* **Aim 1**
In the article about the Back in the Newsroom program, how large is the grant that funds it, and which organization provides it?
* **Aim 2**
Carry on the article about the Back in the Newsroom program, picking up right after its final sentence.
** BEGIN Text provided **
Five journalism professors from historically black colleges and universities will participate in a program also aimed at increasing newsroom diversity.

Before joining the faculty of Savannah State University last year to teach multimedia journalism, Jessica Sparks had spent her career working for local, community news organizations like Bluffton Today in Bluffton, S.C. But this summer, Sparks will have the opportunity to work in the newsroom of a slightly larger outlet: The Wall Street Journal.

Sparks is one of five journalism instructors who will have their own internships of sorts as part of the initial class of Back in the Newsroom, a program run by the International Center for Journalists that aims to improve instructors’ digital journalism skills while also fostering diversity in newsrooms. It’s an effort to better align what students are learning and the real-world demands of today’s news business.

“This is a way to keep the professors on the cutting edge of what’s really going on and what the needs are in the newsroom and the technology that’s new in the newsroom really is, ” ICFJ president Joyce Barnathan told me. “Plus, obviously, what they see and what they learn gets transferred into a new and better curriculum.”

The program, which will initially focus on professors from historically black colleges and universities, is funded by a $183,000 grant from the Knight Foundation (disclosure: Knight also supports Nieman Lab), and The Wall Street Journal, USA Today, The Los Angeles Times, CNBC, and The Washington Post are the participating news organizations. The profs will all have a two-day orientation in Washington with ICFJ and then spend about nine weeks this summer in their respective newsrooms, where they will focus on operational areas like multimedia reporting, data-based reporting, social media, and more.

After the professors head back to campus in the fall, ICFJ plans to check in with them periodically to see how they’ve implemented their programs and whether the summer in the newsroom changed their approach toward teaching. With that feedback, ICFJ, Knight, and the participating news organizations will look at whether to continue the program and how to possibly expand it to additional universities and newsrooms while making it self-sustaining.

Raju Narisetti, News Corp’s senior vice president for strategy and an ICFJ board member, was influential in bringing the proposal to Knight; Knight saw Back in the Newsroom as a way to advance its efforts in encouraging newsroom diversity and further its work with historically black colleges and universities, said John Bracken, Knight’s director of journalism and media innovation.
** END Text provided **
** BEGIN Collected material **
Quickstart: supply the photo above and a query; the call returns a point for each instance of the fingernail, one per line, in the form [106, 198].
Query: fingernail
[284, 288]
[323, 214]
** END Collected material **
* **Task output 1**
A $183,000 grant from the Knight Foundation.

* **Task output 2**
“The cutbacks in newsrooms have disproportionately affected minority journalists, and I think African-American journalists even more, so that’s something we’ve been conscious of,” Bracken said. “And second, journalism programs at HBCUs, where we’ve done a little bit of work over the years, have also faced a series of challenges where their faculty are more likely to be overworked and teaching a fuller slate of courses per semester.”

While minorities make up about 37 percent of the U.S. population, only 12.37 percent of the journalists in today’s newspaper newsrooms are racial minorities, according to the American Society of News Editors’ latest survey of newsroom diversity. By focusing the program on historically black schools, the ICFJ and participating news organizations hope they can reach a more diverse pool of aspiring journalists.

And the participating instructors, a number of whom who have not worked in a newsroom for several years, also said that they hope to use their time in the program to gain skills and build relationships that will ultimately help their students.

“My students really deserve the opportunity to show the world that they are not a stereotype,” Sparks said. “Many of them do come from hard situations, so I’d like them to get in an opportunity like an internship at The Wall Street Journal.”

Sparks will work with the Journal’s real-time news desk, “the desk where everything comes together,” said Michelle LaRoche, the Journal’s editor for development. Staffers there write, edit, and publish news for the Journal’s newswires, website, and apps. And she’s not going to be there just to observe, LaRoche said. She’ll be an active member of the team that deals with breaking news on a daily basis.

“It’s going to give her a really good picture of working in a fast-paced, real-time environment in the newsroom,” LaRoche said. “I think that’s the heart of any newsroom now where real-time news is so critical.”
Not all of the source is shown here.